=== GIVEN TEXT ===
First up from the God Machine this week is a look at the efforts of some religious leaders to influence U.S. voters as Election Day draws closer. Of particular interest was this clip from Bishop Thomas John Paprocki, the Roman Catholic Bishop of Springfield, Illinois, who issued a remarkable warning on video this week: voting for Democratic candidates he disagrees with, Paprocki said, puts voters' salvation "in serious jeopardy."

As Brian Tashman explained:

In the Catholic Times, the official newspaper of the Springfield diocese, Bishop Thomas John Paprocki uses the manufactured controversy about mentioning “God” in the Democratic Platform to argue that the Democrats are hostile to faith, and went on to attack Democrats for endorsing gay rights and opposing the criminalization of abortion. He said those two planks demonstrate that the Democrats “explicitly endorse intrinsic evils,” while noting that he has “read the Republican Party Platform and there is nothing in it that supports or promotes an intrinsic evil or a serious sin.”Paprocki concludes with a warning that while he is “not telling you which party or which candidates to vote for or against,” backing the Democratic Party may put your eternal salvation at risk: “a vote for a candidate who promotes actions or behaviors that are intrinsically evil and gravely sinful makes you morally complicit and places the eternal salvation of your own soul in serious jeopardy.”

=== EXERCISE DIRECTIONS ===
Continue the passage above about Bishop Paprocki's election warning, picking up after its last sentence.

Records from a point-labeling set
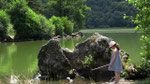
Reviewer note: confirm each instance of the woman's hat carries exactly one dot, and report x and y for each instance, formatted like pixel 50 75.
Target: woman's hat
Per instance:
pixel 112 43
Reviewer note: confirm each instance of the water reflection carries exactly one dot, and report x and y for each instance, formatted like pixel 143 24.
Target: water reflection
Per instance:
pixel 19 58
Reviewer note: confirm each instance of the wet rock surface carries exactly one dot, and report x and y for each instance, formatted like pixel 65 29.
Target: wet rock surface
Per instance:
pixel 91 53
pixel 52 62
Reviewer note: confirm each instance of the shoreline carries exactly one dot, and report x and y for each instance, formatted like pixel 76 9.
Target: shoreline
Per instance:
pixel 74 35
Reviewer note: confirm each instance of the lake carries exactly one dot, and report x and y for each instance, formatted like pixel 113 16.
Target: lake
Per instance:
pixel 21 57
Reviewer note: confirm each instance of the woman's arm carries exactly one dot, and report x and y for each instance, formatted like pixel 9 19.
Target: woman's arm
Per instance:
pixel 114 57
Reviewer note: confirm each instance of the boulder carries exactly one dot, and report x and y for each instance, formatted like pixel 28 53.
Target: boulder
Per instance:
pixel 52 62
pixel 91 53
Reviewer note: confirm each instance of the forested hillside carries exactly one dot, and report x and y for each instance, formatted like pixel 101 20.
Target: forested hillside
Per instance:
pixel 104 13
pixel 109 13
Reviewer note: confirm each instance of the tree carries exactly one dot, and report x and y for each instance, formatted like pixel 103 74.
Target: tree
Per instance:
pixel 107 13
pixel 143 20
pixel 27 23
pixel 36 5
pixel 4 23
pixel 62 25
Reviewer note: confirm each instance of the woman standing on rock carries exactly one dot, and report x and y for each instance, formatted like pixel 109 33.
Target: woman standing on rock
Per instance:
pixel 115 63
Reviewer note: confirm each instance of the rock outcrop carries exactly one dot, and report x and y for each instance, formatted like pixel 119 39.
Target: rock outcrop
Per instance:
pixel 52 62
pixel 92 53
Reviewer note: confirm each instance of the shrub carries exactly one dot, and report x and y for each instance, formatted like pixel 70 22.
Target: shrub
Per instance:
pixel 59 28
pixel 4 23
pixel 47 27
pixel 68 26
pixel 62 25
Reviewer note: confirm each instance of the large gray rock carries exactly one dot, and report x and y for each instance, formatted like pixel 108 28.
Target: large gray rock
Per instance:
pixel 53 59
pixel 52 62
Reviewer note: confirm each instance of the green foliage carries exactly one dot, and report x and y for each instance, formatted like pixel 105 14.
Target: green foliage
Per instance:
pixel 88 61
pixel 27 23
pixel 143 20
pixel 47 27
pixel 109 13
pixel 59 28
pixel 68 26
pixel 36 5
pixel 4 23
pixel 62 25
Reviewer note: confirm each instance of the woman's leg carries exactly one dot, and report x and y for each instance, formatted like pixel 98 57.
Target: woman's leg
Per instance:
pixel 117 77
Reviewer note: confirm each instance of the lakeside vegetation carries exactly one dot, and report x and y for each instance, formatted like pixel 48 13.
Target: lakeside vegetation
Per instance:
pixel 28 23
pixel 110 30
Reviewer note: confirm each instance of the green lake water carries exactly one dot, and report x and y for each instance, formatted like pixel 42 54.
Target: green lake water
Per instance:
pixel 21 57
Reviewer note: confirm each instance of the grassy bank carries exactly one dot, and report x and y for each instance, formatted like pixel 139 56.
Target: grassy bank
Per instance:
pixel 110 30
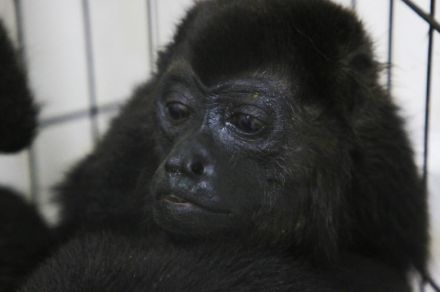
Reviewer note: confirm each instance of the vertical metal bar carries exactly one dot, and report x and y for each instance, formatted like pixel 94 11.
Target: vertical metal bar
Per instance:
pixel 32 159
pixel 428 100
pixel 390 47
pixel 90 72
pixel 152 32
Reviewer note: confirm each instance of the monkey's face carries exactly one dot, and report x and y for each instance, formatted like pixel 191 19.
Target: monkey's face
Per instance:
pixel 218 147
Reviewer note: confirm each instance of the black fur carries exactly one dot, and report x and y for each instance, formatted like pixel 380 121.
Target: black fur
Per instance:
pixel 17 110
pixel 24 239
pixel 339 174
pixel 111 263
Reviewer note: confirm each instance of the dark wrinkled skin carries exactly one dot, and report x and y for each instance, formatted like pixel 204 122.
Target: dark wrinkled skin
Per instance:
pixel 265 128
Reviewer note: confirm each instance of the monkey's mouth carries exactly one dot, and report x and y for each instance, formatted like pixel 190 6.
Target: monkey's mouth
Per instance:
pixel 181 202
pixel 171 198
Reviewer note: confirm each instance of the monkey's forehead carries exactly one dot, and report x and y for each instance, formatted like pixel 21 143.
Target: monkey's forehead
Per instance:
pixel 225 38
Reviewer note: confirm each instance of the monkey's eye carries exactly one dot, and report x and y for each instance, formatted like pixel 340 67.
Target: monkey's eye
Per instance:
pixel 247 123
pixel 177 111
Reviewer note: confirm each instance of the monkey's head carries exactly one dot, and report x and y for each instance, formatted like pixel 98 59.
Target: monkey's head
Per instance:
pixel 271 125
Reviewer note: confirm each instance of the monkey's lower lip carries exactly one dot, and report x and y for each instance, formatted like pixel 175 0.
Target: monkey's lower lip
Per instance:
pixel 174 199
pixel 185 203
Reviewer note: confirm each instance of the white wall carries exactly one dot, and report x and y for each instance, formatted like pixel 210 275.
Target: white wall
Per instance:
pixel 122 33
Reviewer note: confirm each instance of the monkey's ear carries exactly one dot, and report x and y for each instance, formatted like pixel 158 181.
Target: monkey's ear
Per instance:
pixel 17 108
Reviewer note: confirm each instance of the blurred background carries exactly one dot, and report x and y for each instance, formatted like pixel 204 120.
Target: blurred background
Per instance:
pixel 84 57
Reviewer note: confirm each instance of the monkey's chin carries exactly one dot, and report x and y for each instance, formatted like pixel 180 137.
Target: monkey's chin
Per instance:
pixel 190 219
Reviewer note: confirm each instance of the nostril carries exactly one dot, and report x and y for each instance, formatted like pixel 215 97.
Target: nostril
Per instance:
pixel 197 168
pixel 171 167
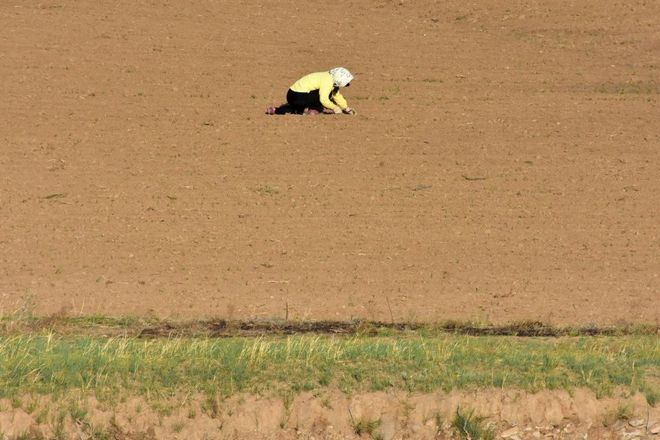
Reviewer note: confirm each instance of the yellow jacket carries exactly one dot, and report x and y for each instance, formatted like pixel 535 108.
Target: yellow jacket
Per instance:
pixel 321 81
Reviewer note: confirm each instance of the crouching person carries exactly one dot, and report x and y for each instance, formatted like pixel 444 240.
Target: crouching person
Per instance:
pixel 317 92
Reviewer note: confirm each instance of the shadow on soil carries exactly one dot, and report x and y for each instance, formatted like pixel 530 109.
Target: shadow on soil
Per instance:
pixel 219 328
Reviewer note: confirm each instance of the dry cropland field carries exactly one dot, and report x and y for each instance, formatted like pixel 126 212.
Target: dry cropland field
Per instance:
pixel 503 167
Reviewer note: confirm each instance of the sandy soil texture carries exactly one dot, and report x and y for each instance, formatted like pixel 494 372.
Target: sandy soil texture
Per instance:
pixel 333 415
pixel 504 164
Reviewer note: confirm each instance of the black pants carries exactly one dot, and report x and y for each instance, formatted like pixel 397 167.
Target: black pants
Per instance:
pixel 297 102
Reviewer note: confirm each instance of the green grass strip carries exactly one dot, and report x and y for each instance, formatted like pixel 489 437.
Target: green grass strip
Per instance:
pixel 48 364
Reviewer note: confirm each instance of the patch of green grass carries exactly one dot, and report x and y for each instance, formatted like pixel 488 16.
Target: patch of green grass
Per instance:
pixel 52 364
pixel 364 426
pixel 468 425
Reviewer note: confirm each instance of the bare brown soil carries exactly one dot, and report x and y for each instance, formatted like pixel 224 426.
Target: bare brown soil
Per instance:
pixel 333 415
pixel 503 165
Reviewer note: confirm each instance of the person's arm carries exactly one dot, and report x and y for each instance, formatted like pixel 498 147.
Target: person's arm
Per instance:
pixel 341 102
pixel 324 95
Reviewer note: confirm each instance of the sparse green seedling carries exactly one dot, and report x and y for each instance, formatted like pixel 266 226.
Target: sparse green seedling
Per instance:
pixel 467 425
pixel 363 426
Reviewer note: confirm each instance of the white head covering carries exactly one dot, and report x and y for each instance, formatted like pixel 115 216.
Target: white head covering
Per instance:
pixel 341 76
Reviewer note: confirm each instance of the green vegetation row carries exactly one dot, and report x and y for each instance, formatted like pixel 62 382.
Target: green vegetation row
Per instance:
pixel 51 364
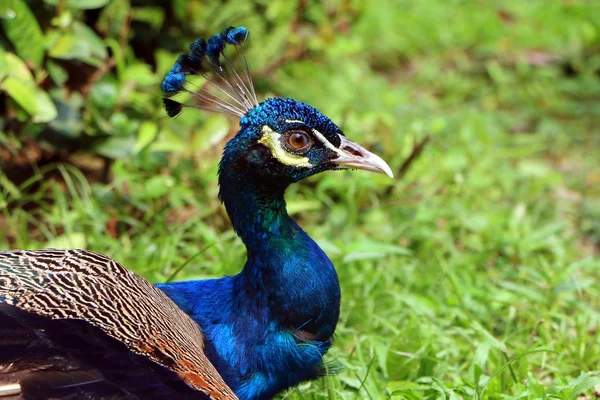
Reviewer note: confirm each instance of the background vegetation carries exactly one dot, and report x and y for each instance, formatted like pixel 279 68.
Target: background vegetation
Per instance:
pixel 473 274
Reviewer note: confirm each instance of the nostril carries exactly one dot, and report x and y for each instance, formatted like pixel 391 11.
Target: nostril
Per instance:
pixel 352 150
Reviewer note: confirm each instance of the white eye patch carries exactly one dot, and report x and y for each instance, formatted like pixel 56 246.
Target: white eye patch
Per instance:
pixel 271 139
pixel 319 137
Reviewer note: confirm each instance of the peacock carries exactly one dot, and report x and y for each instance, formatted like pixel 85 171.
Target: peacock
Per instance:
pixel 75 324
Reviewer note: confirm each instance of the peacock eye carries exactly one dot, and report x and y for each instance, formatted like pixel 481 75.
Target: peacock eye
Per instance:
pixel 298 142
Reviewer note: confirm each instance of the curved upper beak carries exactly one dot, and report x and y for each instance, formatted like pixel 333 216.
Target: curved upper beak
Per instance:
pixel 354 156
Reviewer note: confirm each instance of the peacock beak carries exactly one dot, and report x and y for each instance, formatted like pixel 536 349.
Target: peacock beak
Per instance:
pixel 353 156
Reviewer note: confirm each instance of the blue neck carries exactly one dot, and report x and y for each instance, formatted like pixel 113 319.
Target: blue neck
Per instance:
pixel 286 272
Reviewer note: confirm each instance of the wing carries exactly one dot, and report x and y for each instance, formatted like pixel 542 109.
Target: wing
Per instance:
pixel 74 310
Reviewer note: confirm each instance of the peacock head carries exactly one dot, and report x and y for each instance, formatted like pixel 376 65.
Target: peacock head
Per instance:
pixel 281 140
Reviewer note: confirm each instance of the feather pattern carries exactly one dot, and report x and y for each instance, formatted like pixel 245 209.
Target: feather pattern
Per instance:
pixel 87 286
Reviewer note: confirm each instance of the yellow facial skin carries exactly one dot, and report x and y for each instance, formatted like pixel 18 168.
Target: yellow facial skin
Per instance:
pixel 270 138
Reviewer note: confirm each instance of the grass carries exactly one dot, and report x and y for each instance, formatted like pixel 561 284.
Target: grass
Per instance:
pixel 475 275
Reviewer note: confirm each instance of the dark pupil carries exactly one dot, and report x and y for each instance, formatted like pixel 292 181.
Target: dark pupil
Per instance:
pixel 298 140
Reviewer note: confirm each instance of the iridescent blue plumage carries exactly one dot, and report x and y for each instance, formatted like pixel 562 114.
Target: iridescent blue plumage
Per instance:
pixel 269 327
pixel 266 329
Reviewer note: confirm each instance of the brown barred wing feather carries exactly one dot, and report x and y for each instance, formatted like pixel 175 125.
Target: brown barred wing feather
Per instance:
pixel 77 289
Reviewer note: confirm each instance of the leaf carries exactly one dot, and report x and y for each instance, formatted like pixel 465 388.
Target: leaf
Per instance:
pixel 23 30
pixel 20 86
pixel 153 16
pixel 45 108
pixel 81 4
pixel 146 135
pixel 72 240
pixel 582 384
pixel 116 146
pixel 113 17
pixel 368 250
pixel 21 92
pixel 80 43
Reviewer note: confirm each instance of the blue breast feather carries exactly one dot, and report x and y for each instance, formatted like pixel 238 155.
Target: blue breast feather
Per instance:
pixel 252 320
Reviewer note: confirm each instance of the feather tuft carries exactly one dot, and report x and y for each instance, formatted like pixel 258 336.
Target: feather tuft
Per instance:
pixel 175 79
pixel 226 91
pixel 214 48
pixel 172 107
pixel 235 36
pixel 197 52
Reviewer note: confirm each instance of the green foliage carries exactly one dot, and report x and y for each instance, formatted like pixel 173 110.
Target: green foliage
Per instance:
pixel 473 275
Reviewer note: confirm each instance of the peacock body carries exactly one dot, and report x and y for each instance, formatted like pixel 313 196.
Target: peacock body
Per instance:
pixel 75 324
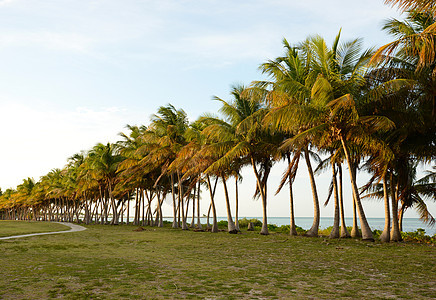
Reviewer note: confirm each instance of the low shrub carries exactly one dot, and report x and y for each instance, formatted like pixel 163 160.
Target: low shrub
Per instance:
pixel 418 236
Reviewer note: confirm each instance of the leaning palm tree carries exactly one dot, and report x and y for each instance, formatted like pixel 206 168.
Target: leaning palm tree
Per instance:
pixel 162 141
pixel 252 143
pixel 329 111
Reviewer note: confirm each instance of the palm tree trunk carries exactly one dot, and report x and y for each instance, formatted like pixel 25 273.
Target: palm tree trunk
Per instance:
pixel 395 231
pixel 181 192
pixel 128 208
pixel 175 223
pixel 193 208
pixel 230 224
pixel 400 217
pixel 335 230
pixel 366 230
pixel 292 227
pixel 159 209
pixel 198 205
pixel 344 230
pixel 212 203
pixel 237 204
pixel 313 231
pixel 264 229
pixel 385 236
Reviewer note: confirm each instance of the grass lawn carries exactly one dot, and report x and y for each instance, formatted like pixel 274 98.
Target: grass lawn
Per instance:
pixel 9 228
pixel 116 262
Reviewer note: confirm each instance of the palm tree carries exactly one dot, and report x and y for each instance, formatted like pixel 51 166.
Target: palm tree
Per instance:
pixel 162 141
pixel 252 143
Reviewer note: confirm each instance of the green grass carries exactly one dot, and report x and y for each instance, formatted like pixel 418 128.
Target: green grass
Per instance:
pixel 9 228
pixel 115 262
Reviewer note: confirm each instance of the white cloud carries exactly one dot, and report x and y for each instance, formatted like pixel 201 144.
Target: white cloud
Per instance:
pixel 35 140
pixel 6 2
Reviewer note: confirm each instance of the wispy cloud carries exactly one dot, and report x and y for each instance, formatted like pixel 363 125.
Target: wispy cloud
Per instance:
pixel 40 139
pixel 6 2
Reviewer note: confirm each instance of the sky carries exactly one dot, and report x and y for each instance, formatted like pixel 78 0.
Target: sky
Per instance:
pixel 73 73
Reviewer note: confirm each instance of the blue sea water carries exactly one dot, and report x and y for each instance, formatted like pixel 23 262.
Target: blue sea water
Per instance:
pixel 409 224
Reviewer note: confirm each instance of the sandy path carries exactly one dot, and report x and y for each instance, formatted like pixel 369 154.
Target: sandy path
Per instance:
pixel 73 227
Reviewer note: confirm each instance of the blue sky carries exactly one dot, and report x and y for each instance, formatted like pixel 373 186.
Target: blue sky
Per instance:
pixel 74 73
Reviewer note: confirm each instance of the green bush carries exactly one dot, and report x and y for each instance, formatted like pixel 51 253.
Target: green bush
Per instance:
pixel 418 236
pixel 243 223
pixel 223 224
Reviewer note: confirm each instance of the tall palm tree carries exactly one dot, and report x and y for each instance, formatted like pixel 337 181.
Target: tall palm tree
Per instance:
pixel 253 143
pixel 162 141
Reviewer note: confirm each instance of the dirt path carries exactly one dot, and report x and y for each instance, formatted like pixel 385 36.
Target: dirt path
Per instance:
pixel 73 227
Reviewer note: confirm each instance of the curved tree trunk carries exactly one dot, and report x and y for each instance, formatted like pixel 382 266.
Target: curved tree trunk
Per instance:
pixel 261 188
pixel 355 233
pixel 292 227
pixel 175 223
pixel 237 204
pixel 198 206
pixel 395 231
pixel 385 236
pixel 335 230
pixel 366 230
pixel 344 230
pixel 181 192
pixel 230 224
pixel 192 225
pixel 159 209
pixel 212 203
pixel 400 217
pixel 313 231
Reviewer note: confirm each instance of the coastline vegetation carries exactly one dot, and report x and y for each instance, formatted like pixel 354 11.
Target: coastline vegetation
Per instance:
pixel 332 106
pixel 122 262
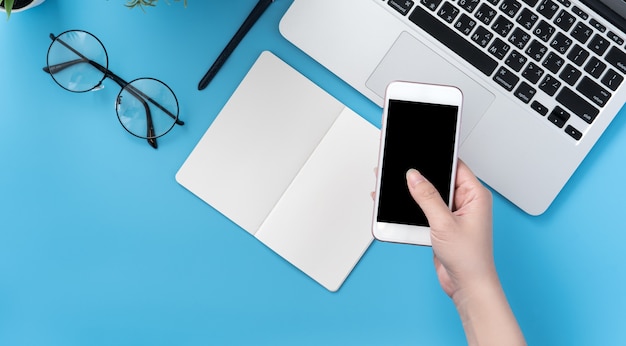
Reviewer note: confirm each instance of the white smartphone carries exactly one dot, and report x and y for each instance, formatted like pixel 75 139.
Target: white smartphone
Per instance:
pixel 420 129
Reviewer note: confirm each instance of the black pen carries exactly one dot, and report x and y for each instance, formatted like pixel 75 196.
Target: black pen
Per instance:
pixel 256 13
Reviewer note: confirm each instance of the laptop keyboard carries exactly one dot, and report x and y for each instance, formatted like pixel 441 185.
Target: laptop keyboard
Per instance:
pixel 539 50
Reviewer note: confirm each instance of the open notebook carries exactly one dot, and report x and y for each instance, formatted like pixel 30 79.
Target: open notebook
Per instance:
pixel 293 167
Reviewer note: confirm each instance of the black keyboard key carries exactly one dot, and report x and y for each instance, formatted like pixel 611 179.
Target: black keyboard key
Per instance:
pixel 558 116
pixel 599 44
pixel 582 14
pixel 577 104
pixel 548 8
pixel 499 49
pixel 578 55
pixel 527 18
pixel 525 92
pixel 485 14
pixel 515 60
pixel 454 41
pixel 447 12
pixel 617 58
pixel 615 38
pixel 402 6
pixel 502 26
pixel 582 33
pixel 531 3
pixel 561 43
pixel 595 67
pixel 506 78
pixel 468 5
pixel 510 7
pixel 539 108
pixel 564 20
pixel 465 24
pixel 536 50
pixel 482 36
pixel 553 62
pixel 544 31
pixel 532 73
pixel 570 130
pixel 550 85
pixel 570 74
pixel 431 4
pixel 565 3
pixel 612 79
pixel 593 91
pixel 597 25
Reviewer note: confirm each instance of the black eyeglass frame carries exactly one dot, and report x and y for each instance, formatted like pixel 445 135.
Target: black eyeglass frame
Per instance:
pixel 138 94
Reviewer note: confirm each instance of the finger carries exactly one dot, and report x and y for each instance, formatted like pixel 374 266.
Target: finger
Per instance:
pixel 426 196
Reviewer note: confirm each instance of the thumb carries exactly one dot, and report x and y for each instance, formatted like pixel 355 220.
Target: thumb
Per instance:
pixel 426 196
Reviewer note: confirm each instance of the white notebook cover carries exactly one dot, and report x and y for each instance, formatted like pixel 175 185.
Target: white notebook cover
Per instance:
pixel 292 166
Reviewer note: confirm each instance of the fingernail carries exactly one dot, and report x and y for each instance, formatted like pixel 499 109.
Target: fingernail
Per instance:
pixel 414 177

=== WRITTEN ANSWER ===
It's worth noting that federal tax law prohibits tax-exempt religious institutions from intervening in campaigns for political office, which is no doubt why Paprocki said he isn't telling people how to vote. That said, warning Catholics -- many of whom support reproductive rights and marriage equality -- are putting their souls at risk if they vote in ways Paprocki doesn't like comes close to the legal line, if it doesn't cross it.

For what it's worth, threats like Paprocki's don't appear to be having much of an effect this year, as many Roman Catholic voters embrace a more progressive vision -- a Pew Research Center poll found President Obama leads Mitt Romney among Catholics, 54% to 39%. The margin is larger than Obama's advantage over John McCain four years ago.

Also from the God Machine this week:


* Last week, a scandal rocked a 17,000-member Oklahoma megachurch, where five employees reportedly waited two weeks to report the rape of a 13-year-old girl in a campus stairwell, allegedly by a church worker. This week, the story became even more serious as additional victims came forward (thanks to reader R.P for the tip).

* The American Family Association's Bryan Fischer thinks President Obama might be the Antichrist, but he's not positive. "It's too early to say," he told his radio audience this week.

* In Congress this week, Rep. Stephen Fincher (R-Tenn.) introduced a resolution intended to "reaffirm the importance of religion in the lives of United States citizens." Unfortunately, Fincher's measure, in apparent opposition to the separation of church and state, includes a series of inaccurate historical claims.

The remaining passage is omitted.